## Task goal
Present the material below as a numbered list, leaving out any blank lines.

[Collection entries]
........

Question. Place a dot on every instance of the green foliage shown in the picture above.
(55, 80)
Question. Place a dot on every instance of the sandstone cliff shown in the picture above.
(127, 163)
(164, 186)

........

## Completed task
1. Question. Place a dot on every instance of the green foliage shown in the picture above.
2. (55, 80)
3. Question. Place a dot on every instance of the sandstone cliff shown in the picture above.
4. (127, 163)
5. (164, 186)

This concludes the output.